СПИСОК ЗАДАЧ:
**a.** Кто, согласно отрывку о Достоевском, очень убедительно писал о том, что подлинный жанр Достоевского — драма?
**b.** Процитируйте из отрывка о Достоевском фрагмент от слов «Александр Генис: Так» до слов «Набоковым и Буниным?» включительно.

ОТРЫВОК ИЗ ИСТОЧНИКА:
Борис Парамонов: Почти. Скажу об этом чуть позднее, а сразу вот что хочу отметить. Я понимаю, что имеют в виду Бунин и Набоков, и в этом отношении “Преступление и наказание” мало чем отличаются от других вещей Достоевского. Он не словесный писатель, авторский текст у него сплошь и рядом построен на клише старой псевдоромантической литературы, вроде того самого Эженя Сю с его парижскими тайнами. Откройте буквально любое место “Преступления и наказания”: тут и постоянно бледнеющие от сильных чувств герои, и вскрикивающие, и взвизгивающие, и пена у них на губах запекается, и всякие подобные штампы. Причем это как раз в тех местах, где идет как бы психологический анализ. Сила Достоевского - не в авторском тексте, а в речах его героев. Авторский текст у него небрежно нейтрален, как ремарки в пьесах. Почему и говорили в свое время, что подлинный жанр Достоевского - не роман, а драма, даже трагедия. Об этом очень убедительно писал Вячеслав Иванов. Ну а потом его ученик Бахтин превратил это в пресловутые диалог и полифонию.

Но очень хорошо у Достоевского получается тот текст от автора, который носит сатирический или просто комический характер. Юморист он несравненный.

Александр Генис: Довлатов больше всего ценил как раз юмор Достоевского. Он всех подбивал написать книгу “Смешное у Достовского”

Борис Парамонов: Об этом Леонид Добычин пишет в романе “Город Эн”, словами мальчика, приобщающегося к чтению: у Достоевского много смешного.

Александр Генис: Так всё-таки, Борис Михайлович, мешает этот недостаток Достоевского впечатлению от его чтения? Вот сейчас перечитав роман, что вы в целом можете сказать о Достоевском как писателе? Склонны вы сейчас соглашаться с Набоковым и Буниным?

Борис Парамонов: Ни в коем случае! Достоевский - писатель, своим масштабом выносящий за пределы чисто эстетических оценок. Это даже не глыба, как Толстой в известной характеристике, а какой-то космический вихрь, какой-то Страшный Суд. Чуть ли не творец вселенной. Ну а если не Творец, то Сатана, восставший на Бога. Адвокат дьявола, как его назвал, кажется, Фрейд ( а может быть, Мережковский, не помню точно).

ДОСТУПНЫЕ МАТЕРИАЛЫ:
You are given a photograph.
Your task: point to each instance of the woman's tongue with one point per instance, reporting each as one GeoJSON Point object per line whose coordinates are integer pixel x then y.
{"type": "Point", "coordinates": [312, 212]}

ОТВЕТЫ К ЗАДАЧАМ:
**a.** Вячеслав Иванов.

**b.**
Александр Генис: Так всё-таки, Борис Михайлович, мешает этот недостаток Достоевского впечатлению от его чтения? Вот сейчас перечитав роман, что вы в целом можете сказать о Достоевском как писателе? Склонны вы сейчас соглашаться с Набоковым и Буниным?